▶ **Esercizio breve**
Riscrivi il pezzo della recensione di Proletkult che parte da "Proletkult si presenta" e arriva fino a "lavoro pienamente riuscito.", mettendo "pubblico" al posto di "lettore".

▶ **Testo di partenza**
+ + + +

Proletkult si presenta sugli scaffali così: una fascetta rossa recita un motto semplice ma efficace, in copertina campeggia un’immagine accattivante – anche se stilisticamente rivedibile – e a precederlo ritroviamo tutte le aspettative che accompagnano ogni nuovo romanzo dei Wu Ming. Aspettative che, duole ammetterlo, sono state in parte deluse. Intendiamoci, Proletkult non è brutto, i Wu Ming non hanno perso il tocco e, forse, quando un’opera disattende le aspettative del lettore, la colpa è soprattutto del lettore. Fatto sta che, per quanto mi sforzi, non riesco a giudicarlo come un lavoro pienamente riuscito.

Prima di tutto, mi preme fare una precisazione. Ho letto – non ricordo dove, probabilmente su un forum – che Proletkult segnerebbe l’esordio del collettivo bolognese nel genere della fantascienza classica. Ebbene, questo semplicemente non è vero. In Proletkult, il fantascientifico viene sfiorato, alluso, viene prima evocato e poi rigettato con un’alternanza di aperture possibiliste e rinculi di realismo. L’idea che qualcosa di effettivamente straordinario sia accaduto – o stia accadendo – viene stuzzicata e immediatamente dopo smorzata dalla concomitanza di altri fattori come stati allucinatori, esperienze pre-morte o una più che legittima fuga dalla realtà; cose che portano il lettore a domandarsi “è successo davvero o se lo sono immaginato?”. Si tratta di un tropo ricorrente nei loro scritti, quasi un marchio di fabbrica, dove si suggerisce che il magico, il fantastico – e quindi il fantascientifico – esiste, è in mezzo a noi, e sta alla nostra disposizione d’animo (o culturale) riuscire a scorgerlo. È una cosa che adoro, ma credo che possa ricondursi più ad un approccio postmoderno alla fantascienza, che all’adesione ad un fantomatico filone classico della fantascienza (qualunque cosa significhi).

+ + + +

▶ **Materiale fornito**
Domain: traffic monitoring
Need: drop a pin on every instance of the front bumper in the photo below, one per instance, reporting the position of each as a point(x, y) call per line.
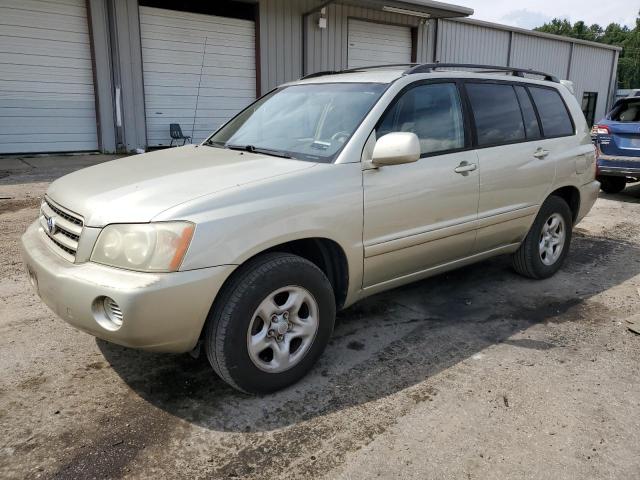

+ + + +

▶ **Risposta completa**
Proletkult si presenta sugli scaffali così: una fascetta rossa recita un motto semplice ma efficace, in copertina campeggia un’immagine accattivante – anche se stilisticamente rivedibile – e a precederlo ritroviamo tutte le aspettative che accompagnano ogni nuovo romanzo dei Wu Ming. Aspettative che, duole ammetterlo, sono state in parte deluse. Intendiamoci, Proletkult non è brutto, i Wu Ming non hanno perso il tocco e, forse, quando un’opera disattende le aspettative del pubblico, la colpa è soprattutto del pubblico. Fatto sta che, per quanto mi sforzi, non riesco a giudicarlo come un lavoro pienamente riuscito.